Page
┄┄┄┄┄┄┄┄┄┄

Workplace deaths - Farm safety must always improve

EVERY year around this time, the Health and Safety Authority publishes Ireland’s annual toll of death in the workplace.

Workplace deaths - Farm safety must always improve

Behind the chilling statistics there are harrowing stories of human tragedies, lost lives and families ruined.

Year after year, editorials appear in these columns in the hope that farmers and other workers engaged in dangerous livelihoods might become more conscious of the hazards that surround their lives. And yet, possibly in a sense of psychological self-deception, the reaction is perhaps best summed up in the mantra that such an eventuality “could never happen to me”. However, in a moment of tiredness or over-familiarity with some aspect of the job, the unbearable accident happens.

As the latest figures show, there were 55 work-related fatalities in 2011. From every perspective, it is 55 deaths too many. That this tragic toll represents a 15% increase on the previous year, when there were 48 workplace deaths, is all the more disturbing. To make matters worse, it is the second year in a row that the total number of workplace fatalities has increased.

While the reaction of the public at large to such statistics is generally one of natural concern, it is tinged by an underlying sense of frustration over the repetitious nature of accidents that could and should be avoided in the workplace. With this in mind, the Health and Safety Authority has launched a hard-hitting advertisement campaign aimed at highlighting the dangers inherent in farming as well as in other occupations.

┄┄┄┄┄┄┄┄┄┄

Data excerpt
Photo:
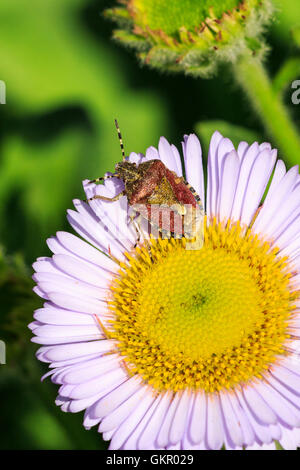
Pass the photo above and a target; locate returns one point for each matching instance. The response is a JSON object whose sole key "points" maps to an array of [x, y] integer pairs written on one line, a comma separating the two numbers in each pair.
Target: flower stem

┄┄┄┄┄┄┄┄┄┄

To be done
Continue the piece on workplace deaths and farm safety, starting after its last sentence, which ends with "as well as in other occupations."

Result of the exercise
It contains a graphic illustration of what can happen when a person’s guard is lowered even for a second. Even though there were fewer fatal accidents on farms last year compared with 2010, which had 25 fatalities as against 22 in 2011, it is entirely appropriate that the primary aim of the awareness campaign should be to remind farmers of the ever-present need to improve the level of safety in their workplace.

In order to drive this message home with maximum force, the campaign features an advertisement depicting Norman Bradley, a farmer from Co Carlow, who had lost his left arm above the elbow during the beet campaign 12 years ago. To highlight the importance of safety, his picture bears the tagline, “I’m the lucky one”. If he saves even one life, it will indeed be a good day’s work.

The graphic advertisement is the first in a series of safety campaigns aimed at preventing fatal accidents and building a strong culture of health and safety in all workplaces. Judging by the statistics, dairy farming appears to be a particularly hazardous occupation. Out of the 55 fatalities recorded last year, 30 deaths occurred in the counties of Cork, Limerick, Tipperary and Kerry, a region that has a large concentration of lucrative dairy enterprises.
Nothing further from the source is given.